PASSO DEL DOCUMENTO>
>>>

Deduzione delle spese ai fini fiscali

L‘art. 10, comma 1, lettera l-bis, del D.P.R. n° 917/86, come modificato dalla legge n° 476/98 di ratifica della Convenzione dell’Aja del 29 maggio 1993 per la “tutela e la cooperazione in materia di adozione internazionale”, prevede la possibilità per i genitori adottivi di riportare, in sede di dichiarazione annuale dei redditi, tra gli oneri deducibili anche il cinquanta per cento delle spese da loro sostenute per l’espletamento delle procedure di adozione di minori stranieri.

Tali spese per potere essere dedotte devono necessariamente essere certificate dall’ente autorizzato incaricato dalla coppia a gestire la procedura di adozione.

Tra tali spese vanno incluse non solo quelle direttamente sostenute dall’ente ed allo stesso regolarmente rimborsate dai genitori adottivi, ma anche quelle autonomamente sostenute da questi ultimi purchè debitamente documentate. Perché l’ente certifichi tali ultime spese si richiede, però, il rilascio da parte dei coniugi di apposita dichiarazione di responsabilità attestante che le spese, per le quali si richiede la deduzione, sono riferibili esclusivamente alla procedura di adozione di cui al Capo I del Titolo III della legge n° 184/1983.

La risoluzione dell’Agenzia delle Entrate n° 77/E del 28 maggio 2004 chiarisce, nel dettaglio, quanto in interesse soffermandosi, in particolare, sulla titolarietà del diritto alla deduzione, sui criteri da seguire ai fini predetti nonché sul contenuto della certificazione probatoria rilasciata dagli enti autorizzati.

Le spese ammesse alla deduzione sono quelle sostenute dagli interessati dal momento del conferimento ad un ente autorizzato del mandato all’adozione fino alla conclusione del procedimento coincidente con la dichiarazione di efficacia in Italia, da parte del Tribunale dei minori, del provvedimento di adozione emesso dalla competente Autorità straniera o, in caso di affidamento preadottivo, del perfezionamento dell’adozione.

Qualora, per qualsiasi ragione, anche per motivi indipendenti dalla volontà dei coniugi, la procedura finalizzata all’adozione si concluda con esito negativo, gli interessati hanno parimenti diritto a dedurre, nella misura indicata, dal reddito complessivo da assoggettare all’IRPEF tutte le spese fino a quel momento sostenute.

La deduzione va operata, infine, con l’applicazione del principio di cassa, con riferimento, cioè, al periodo di imposta in cui le spese sono state effettivamente sostenute prescindendo, in ogni caso, dall’effettiva conclusione dell’iter procedurale, dall’acquisizione dello status di genitore adottivo nonché dall’esito finale.

<<<

RIGHE MOSTRATE>
>>>

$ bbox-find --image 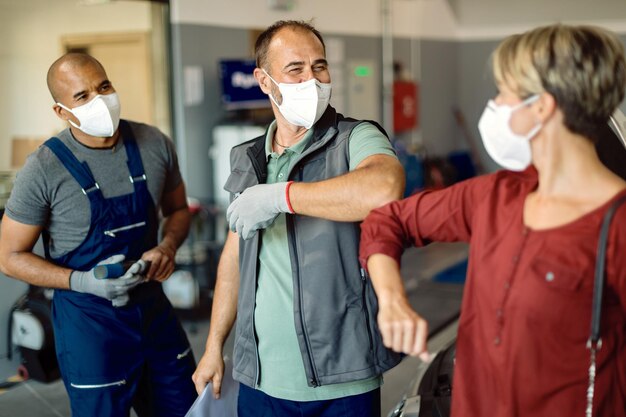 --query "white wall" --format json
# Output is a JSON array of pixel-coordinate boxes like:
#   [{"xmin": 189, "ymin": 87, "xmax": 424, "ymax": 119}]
[
  {"xmin": 171, "ymin": 0, "xmax": 455, "ymax": 39},
  {"xmin": 171, "ymin": 0, "xmax": 626, "ymax": 41},
  {"xmin": 0, "ymin": 0, "xmax": 151, "ymax": 170}
]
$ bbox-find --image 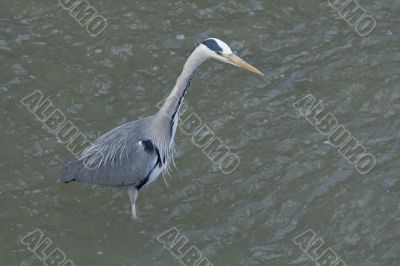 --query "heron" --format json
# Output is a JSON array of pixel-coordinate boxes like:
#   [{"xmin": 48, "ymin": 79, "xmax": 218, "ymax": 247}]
[{"xmin": 60, "ymin": 38, "xmax": 264, "ymax": 219}]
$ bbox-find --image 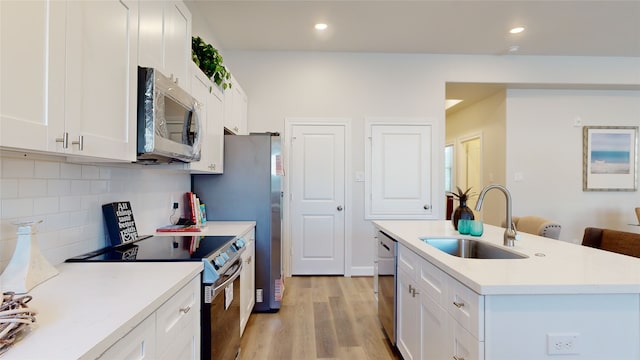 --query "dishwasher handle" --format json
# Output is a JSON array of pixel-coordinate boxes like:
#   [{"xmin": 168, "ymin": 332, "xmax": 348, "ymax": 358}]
[{"xmin": 213, "ymin": 260, "xmax": 242, "ymax": 296}]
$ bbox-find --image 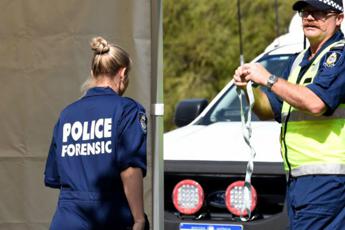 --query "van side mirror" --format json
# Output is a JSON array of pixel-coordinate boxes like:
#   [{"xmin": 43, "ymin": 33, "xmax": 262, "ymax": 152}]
[{"xmin": 174, "ymin": 98, "xmax": 208, "ymax": 127}]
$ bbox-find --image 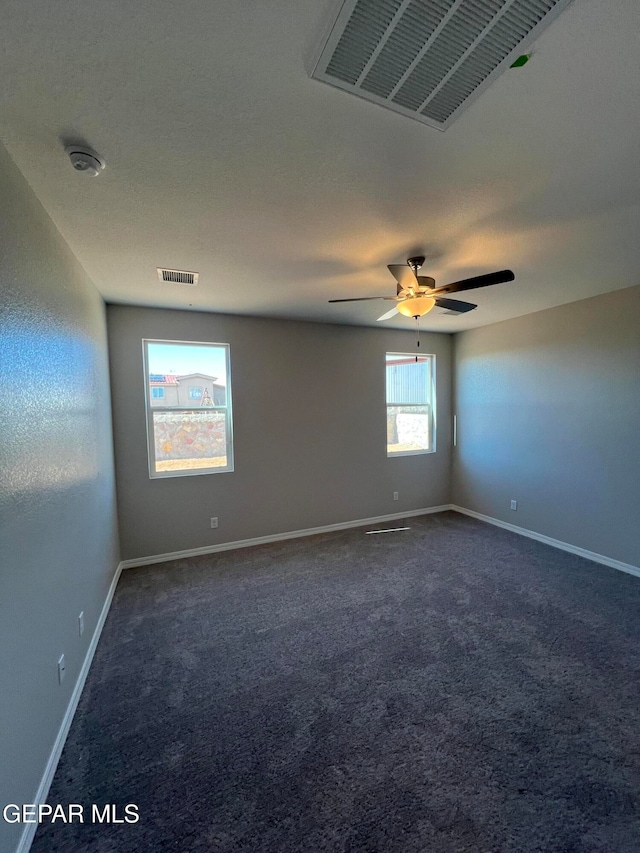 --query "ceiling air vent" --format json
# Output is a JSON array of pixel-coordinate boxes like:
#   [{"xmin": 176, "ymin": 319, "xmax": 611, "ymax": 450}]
[
  {"xmin": 158, "ymin": 267, "xmax": 200, "ymax": 285},
  {"xmin": 311, "ymin": 0, "xmax": 572, "ymax": 130}
]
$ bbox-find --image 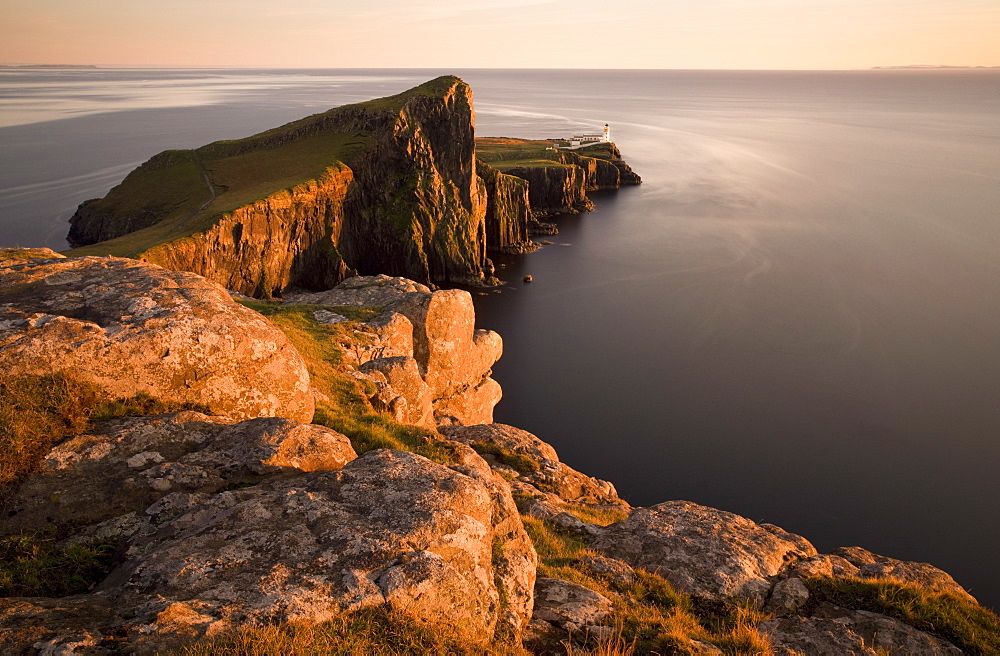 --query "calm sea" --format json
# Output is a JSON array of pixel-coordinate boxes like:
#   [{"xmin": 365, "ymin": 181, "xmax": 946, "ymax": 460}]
[{"xmin": 0, "ymin": 70, "xmax": 1000, "ymax": 607}]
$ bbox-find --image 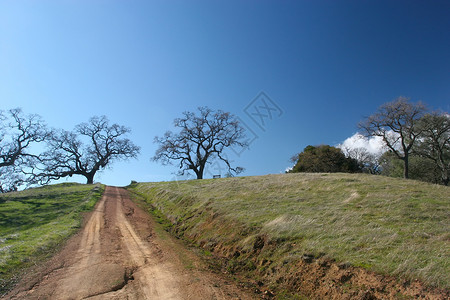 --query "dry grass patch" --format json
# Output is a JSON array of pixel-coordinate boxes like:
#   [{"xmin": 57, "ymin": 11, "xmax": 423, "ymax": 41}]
[{"xmin": 131, "ymin": 174, "xmax": 450, "ymax": 288}]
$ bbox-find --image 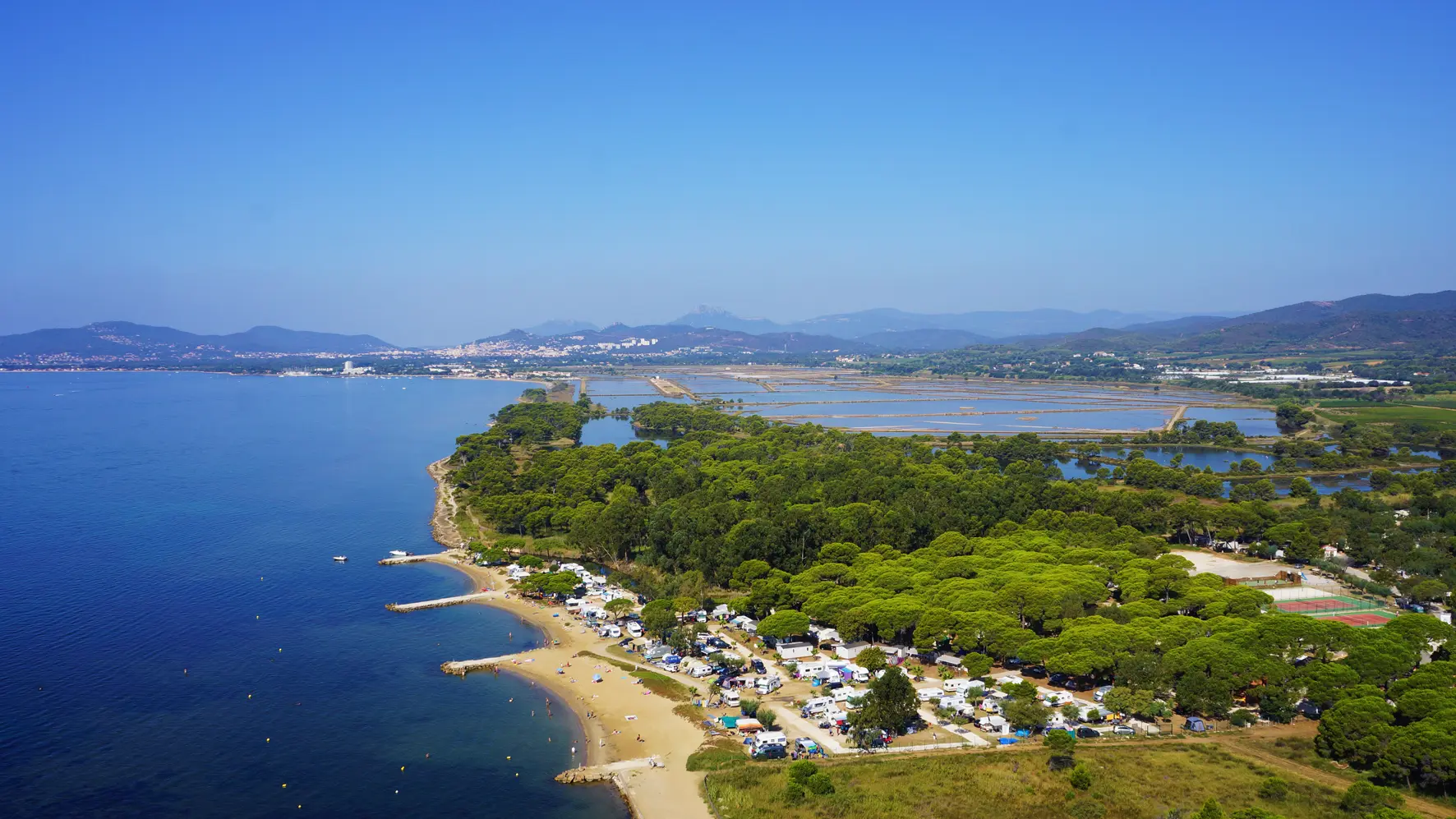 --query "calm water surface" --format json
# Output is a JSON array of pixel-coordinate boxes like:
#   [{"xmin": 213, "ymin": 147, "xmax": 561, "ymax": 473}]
[{"xmin": 0, "ymin": 372, "xmax": 626, "ymax": 819}]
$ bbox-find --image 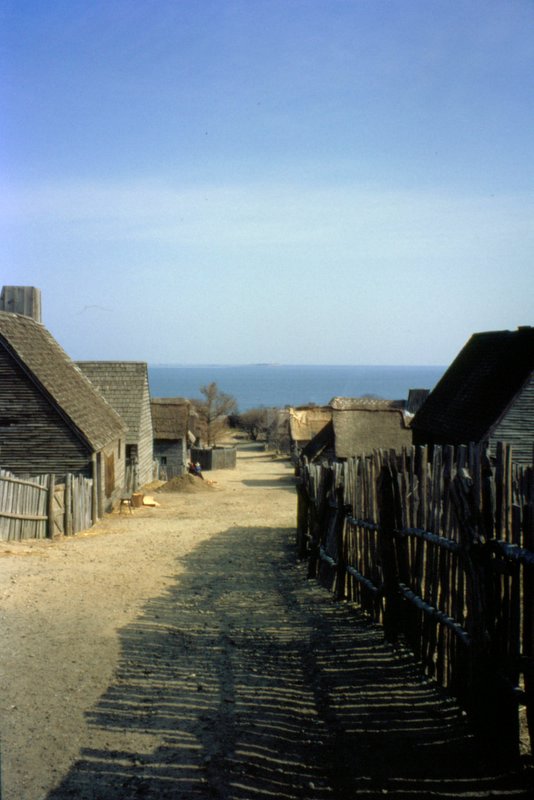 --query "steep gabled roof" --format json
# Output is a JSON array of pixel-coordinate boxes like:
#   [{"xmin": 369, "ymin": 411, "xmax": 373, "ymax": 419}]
[
  {"xmin": 150, "ymin": 397, "xmax": 191, "ymax": 440},
  {"xmin": 76, "ymin": 361, "xmax": 149, "ymax": 436},
  {"xmin": 412, "ymin": 328, "xmax": 534, "ymax": 444},
  {"xmin": 0, "ymin": 311, "xmax": 124, "ymax": 450}
]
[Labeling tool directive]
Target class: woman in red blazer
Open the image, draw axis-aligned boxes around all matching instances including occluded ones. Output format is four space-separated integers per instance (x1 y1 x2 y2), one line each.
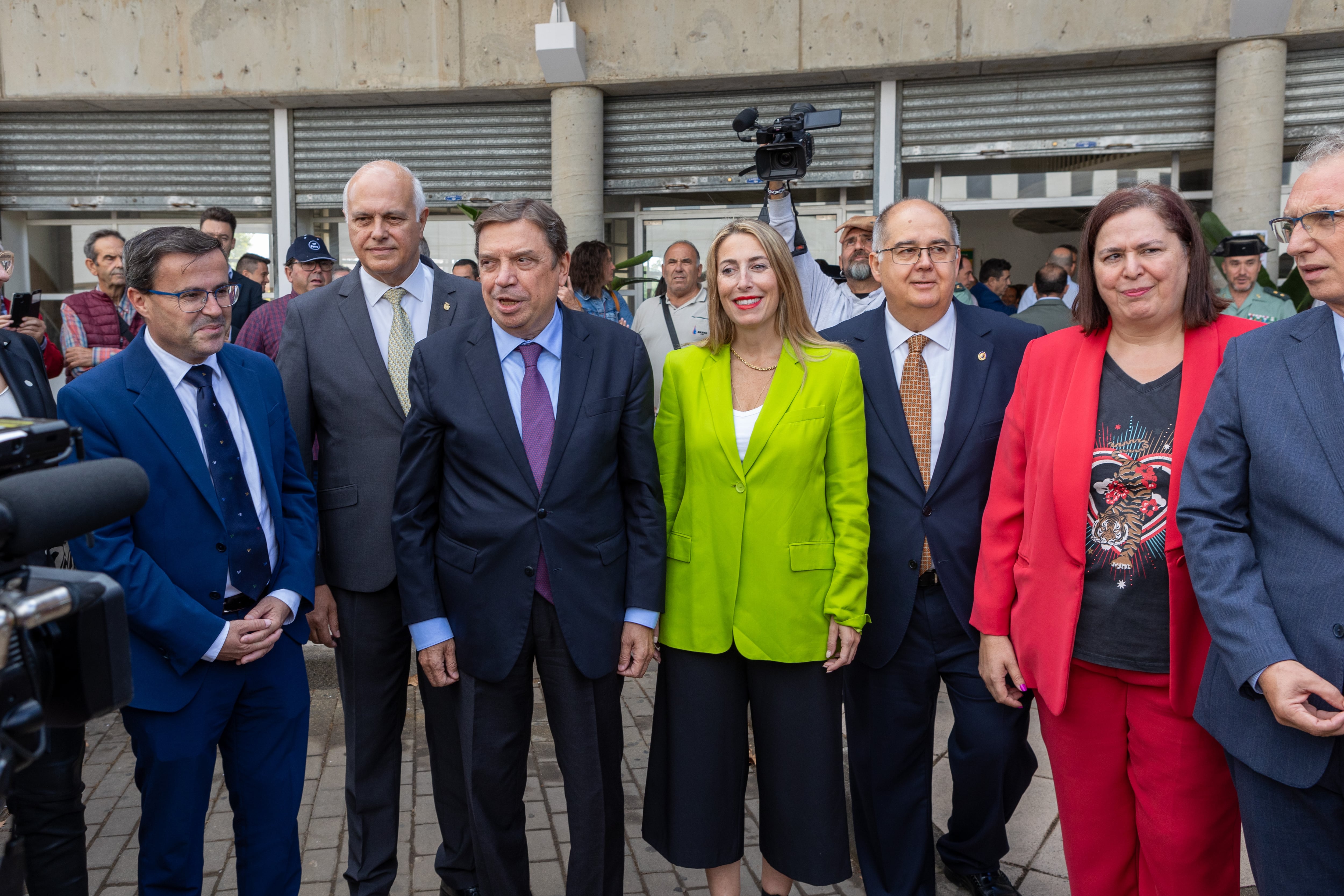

<<<

CONSEGNA 1>
Elenca tutti gli atti normativi e i provvedimenti citati nel passo sulla deduzione delle spese di adozione internazionale.
CONSEGNA 2>
Prosegui il passo sulla deduzione delle spese di adozione internazionale dopo la sua ultima frase.

RISPOSTA SCRITTA 1>
- D.P.R. n° 917/86 (art. 10, comma 1, lettera l-bis)
- Legge n° 476/98
- Convenzione dell'Aja del 29 maggio 1993
- Legge n° 184/1983
- Risoluzione dell'Agenzia delle Entrate n° 77/E del 28 maggio 2004

RISPOSTA SCRITTA 2>
Ciò naturalmente comporta per l’ente autorizzato, prescelto dalla coppia, a dover certificare annualmente le spese dalla stessa effettuate ai fini predetti.

Rimborso delle spese sostenute eccedenti la quota fiscalmente deducibile

Considerata la necessità di porre in essere concrete azioni in grado di dare all’infanzia aiuto ed assistenza particolari in attuazione del dettato costituzionale e dell’impegno assunto dall’Italia in sede di dichiarazione universale dei diritti e di ratifica della Convenzione dell’Aja del 29 maggio 1993, di recente è stato istituito presso la Presidenza del Consiglio dei Ministri un “Fondo per il sostegno delle adozioni internazionali” finalizzato al rimborso delle spese sostenute dai genitori adottivi per l’espletamento della procedura di adozione quale prevista dagli art. 29-43 della legge n° 184 del 4 maggio 1983.

Con D.P.C.M. del 27 aprile 2006 sono state dettate le disposizioni attuative per l’utilizzo del Fondo in interesse fissando criteri e procedure da seguire per la fruizione del beneficio.

Tenuto conto che, ai fini dell’individuazione dell’ammontare e dei criteri di rimborso delle spese sostenute dalle coppie adottanti, va considerato solo il cinquanta per cento delle spese effettivamente sostenute e documentate nei modi indicati, dal momento che il restante cinquanta per cento, come noto, è portato in deduzione in sede di dichiarazione annuale dei redditi ai sensi e per gli effetti di cui al citato art. 10, comma 1, lettera l-bis del D.P.R. n° 917 del 1986, il decreto stabilisce che, limitatamente ai minori stranieri per i quali sia stato autorizzato l’ingresso e la residenza in Italia, a seguito di istanza congiunta dei genitori adottivi indirizzata alla Presidenza del Consiglio dei Ministri – Commissione per le adozioni internazionali - da produrre nei termini e nei modi all’uopo previsti (entro il 31 luglio di ciascun anno e a mezzo raccomandata a/r) e corredata dei prescritti documenti, il rimborso ha luogo, con riferimento alla quota delle spese fiscalmente non dedotte, nei limiti di cui appresso:

• il cinquanta per cento (fino al limite massimo di euro 6.000,00) per i genitori adottivi che abbiano un reddito complessivo fino ad euro 35.000,00;
• il trenta per cento (fino ad un limite massimo di euro 4.000,00) per i genitori che abbiano un reddito complessivo compreso tra 35.000,00 e 70.000,00).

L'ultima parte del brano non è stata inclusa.